» Aim of the exercise: Tally the lines in the records below that contain the string "ceiling", treating case as significant, and reply with only the number.

===== Supplied material =====

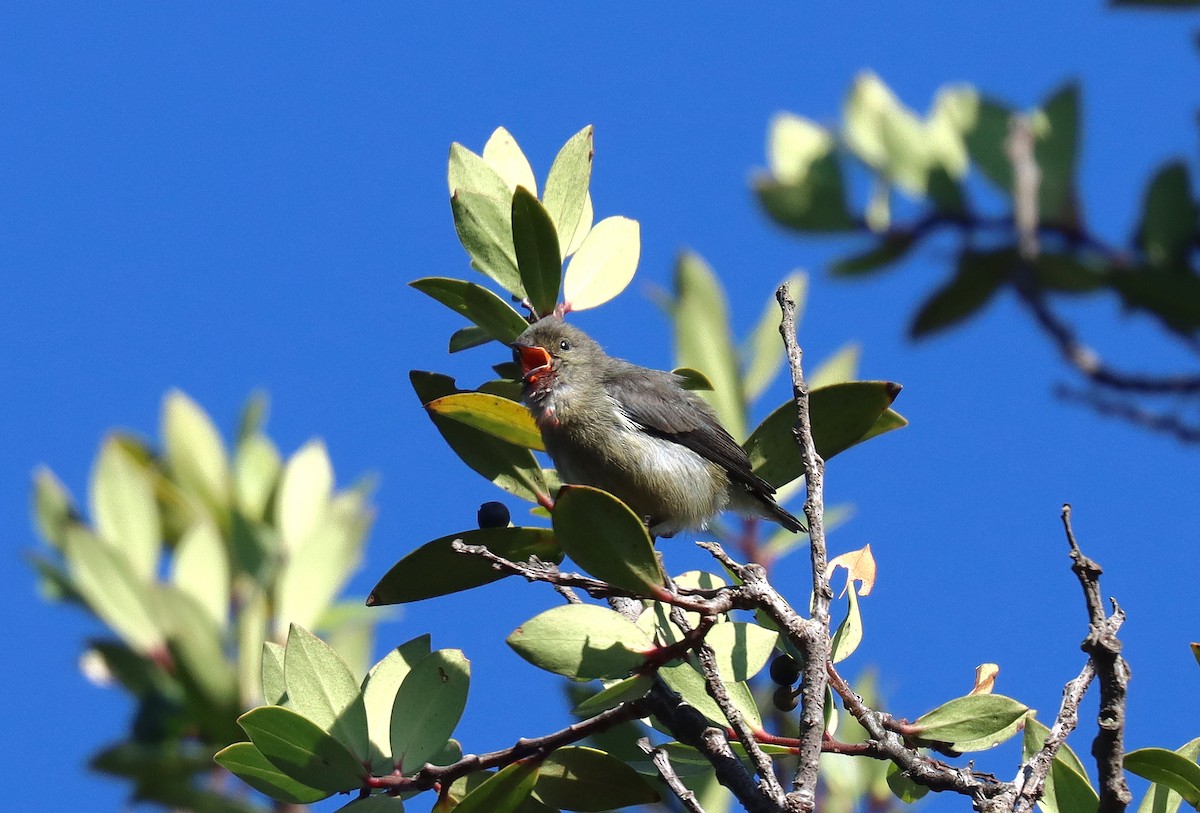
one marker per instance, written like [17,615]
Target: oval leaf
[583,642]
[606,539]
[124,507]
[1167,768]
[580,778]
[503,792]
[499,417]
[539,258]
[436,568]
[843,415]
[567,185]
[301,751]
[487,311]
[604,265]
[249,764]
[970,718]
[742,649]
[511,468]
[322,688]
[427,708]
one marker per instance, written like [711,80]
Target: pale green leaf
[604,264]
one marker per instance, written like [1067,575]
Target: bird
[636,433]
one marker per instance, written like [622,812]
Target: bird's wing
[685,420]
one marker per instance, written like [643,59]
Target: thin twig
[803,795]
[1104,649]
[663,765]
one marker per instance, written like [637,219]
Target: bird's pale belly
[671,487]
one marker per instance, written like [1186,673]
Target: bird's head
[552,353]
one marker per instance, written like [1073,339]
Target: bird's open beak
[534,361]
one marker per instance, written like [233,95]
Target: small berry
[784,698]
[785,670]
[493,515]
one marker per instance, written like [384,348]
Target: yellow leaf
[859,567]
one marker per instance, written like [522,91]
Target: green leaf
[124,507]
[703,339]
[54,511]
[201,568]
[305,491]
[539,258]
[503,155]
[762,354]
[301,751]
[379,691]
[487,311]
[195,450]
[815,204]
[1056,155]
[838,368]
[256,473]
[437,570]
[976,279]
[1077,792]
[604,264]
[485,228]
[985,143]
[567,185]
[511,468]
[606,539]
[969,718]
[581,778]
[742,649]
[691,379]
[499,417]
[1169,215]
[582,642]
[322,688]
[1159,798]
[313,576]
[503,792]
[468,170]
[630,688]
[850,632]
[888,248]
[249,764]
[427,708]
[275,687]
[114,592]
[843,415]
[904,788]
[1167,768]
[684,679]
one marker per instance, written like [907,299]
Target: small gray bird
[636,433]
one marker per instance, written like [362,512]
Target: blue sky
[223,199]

=====
===== Supplied material =====

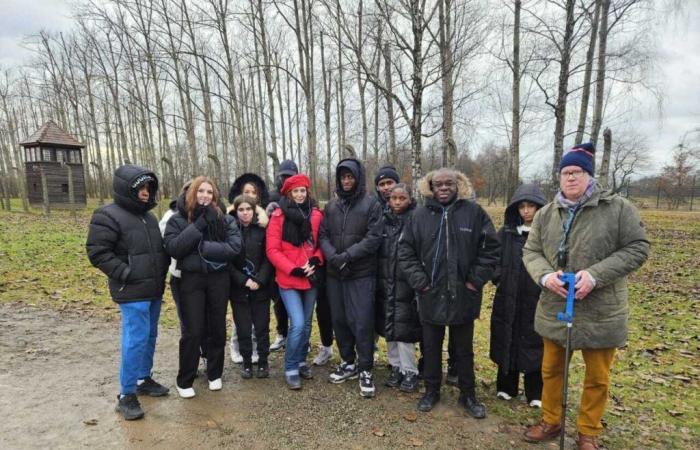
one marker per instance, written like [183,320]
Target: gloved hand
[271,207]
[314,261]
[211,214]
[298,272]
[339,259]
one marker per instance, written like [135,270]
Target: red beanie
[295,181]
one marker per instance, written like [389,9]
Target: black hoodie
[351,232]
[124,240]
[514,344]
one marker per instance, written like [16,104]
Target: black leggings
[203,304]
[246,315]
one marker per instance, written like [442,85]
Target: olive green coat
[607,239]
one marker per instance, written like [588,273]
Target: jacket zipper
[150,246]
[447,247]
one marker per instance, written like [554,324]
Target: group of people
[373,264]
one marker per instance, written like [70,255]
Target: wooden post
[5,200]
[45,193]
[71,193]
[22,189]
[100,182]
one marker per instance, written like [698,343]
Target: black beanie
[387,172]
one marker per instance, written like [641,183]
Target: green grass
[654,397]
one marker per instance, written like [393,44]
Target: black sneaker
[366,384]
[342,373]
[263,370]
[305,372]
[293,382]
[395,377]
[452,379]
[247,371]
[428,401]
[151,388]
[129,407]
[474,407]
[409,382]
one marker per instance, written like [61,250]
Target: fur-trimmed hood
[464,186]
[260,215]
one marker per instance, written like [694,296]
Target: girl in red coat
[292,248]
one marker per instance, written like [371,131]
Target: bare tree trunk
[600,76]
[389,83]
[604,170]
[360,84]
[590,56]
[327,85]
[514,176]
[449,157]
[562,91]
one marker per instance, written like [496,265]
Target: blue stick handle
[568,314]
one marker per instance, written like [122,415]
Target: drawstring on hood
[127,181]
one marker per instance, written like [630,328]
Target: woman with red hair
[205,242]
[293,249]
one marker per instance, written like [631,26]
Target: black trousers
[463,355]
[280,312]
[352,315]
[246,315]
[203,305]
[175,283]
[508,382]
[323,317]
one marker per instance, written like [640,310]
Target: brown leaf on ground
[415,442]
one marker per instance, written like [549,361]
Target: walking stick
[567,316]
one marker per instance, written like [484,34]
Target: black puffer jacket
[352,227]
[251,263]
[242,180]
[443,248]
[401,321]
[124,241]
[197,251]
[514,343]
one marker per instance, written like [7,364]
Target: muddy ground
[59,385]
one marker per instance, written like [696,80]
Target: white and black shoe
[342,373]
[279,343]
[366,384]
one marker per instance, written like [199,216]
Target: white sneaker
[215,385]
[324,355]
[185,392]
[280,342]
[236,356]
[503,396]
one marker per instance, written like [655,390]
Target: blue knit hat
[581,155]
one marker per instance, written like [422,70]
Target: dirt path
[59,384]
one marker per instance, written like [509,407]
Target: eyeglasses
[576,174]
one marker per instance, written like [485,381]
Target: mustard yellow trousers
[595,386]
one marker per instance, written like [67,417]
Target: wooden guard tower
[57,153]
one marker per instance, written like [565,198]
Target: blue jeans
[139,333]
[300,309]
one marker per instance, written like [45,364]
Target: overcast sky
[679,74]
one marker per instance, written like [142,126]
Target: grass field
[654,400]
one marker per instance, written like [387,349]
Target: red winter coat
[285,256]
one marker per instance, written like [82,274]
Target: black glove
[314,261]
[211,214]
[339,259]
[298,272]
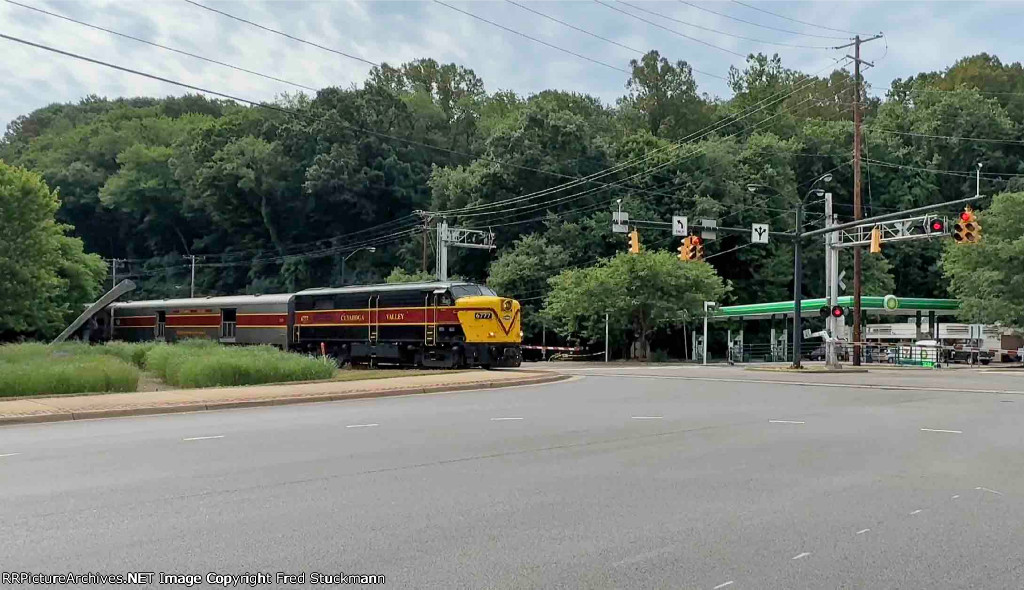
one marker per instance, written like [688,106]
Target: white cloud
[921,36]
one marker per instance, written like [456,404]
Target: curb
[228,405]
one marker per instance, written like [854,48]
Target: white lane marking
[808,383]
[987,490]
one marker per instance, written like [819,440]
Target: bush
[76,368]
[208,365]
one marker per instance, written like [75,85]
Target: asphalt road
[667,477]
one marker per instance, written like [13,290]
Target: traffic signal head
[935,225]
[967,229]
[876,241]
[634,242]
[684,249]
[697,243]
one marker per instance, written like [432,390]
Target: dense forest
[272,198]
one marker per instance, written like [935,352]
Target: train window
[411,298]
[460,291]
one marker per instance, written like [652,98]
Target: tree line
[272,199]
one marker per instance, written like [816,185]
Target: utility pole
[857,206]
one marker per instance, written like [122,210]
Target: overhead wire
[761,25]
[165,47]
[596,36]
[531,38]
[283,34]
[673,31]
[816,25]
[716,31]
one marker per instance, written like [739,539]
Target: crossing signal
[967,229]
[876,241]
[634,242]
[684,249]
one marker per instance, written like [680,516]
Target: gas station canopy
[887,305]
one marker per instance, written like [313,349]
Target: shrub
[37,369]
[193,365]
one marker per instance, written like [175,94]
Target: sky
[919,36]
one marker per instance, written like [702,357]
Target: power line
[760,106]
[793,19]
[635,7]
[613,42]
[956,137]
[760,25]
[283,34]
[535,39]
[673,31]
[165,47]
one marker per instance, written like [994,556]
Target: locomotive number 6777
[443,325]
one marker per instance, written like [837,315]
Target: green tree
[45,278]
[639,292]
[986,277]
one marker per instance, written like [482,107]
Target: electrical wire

=====
===== Supplied material =====

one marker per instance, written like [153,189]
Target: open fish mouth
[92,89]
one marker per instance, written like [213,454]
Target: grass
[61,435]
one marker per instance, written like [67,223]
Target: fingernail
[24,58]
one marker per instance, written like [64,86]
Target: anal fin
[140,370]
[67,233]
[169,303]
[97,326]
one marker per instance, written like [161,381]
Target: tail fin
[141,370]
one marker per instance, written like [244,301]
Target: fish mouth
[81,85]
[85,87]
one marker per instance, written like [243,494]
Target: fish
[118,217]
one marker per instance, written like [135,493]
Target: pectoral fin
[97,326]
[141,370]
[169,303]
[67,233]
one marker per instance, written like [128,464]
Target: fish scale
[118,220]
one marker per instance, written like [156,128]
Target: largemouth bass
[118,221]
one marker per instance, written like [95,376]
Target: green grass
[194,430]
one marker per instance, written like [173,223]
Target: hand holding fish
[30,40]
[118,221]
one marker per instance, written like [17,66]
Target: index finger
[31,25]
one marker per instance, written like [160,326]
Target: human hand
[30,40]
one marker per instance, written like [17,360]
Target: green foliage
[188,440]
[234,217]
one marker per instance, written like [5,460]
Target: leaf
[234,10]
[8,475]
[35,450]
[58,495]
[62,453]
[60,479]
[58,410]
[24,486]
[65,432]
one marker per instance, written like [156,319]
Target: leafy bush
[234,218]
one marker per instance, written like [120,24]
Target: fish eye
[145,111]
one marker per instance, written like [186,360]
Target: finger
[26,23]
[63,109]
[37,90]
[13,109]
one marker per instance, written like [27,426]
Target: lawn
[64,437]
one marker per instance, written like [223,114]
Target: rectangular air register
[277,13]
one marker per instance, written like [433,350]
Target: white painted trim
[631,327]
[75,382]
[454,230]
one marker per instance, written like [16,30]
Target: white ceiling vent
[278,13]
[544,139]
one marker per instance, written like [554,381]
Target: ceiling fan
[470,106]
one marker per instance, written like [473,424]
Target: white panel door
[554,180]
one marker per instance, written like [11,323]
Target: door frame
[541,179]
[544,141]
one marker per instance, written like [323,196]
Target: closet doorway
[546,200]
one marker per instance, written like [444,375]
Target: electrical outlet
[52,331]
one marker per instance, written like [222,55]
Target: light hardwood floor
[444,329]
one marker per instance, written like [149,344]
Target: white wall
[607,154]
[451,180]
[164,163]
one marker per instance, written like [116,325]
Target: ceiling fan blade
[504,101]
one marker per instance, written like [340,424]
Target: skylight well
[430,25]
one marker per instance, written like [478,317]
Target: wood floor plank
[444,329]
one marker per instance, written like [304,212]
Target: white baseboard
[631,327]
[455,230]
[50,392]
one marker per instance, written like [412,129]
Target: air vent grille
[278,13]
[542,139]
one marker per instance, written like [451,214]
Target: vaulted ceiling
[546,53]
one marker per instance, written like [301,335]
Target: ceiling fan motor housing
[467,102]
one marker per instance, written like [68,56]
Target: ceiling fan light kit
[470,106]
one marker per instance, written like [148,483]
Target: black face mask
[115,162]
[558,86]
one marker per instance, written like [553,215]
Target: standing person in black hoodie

=====

» Solution to this task: 6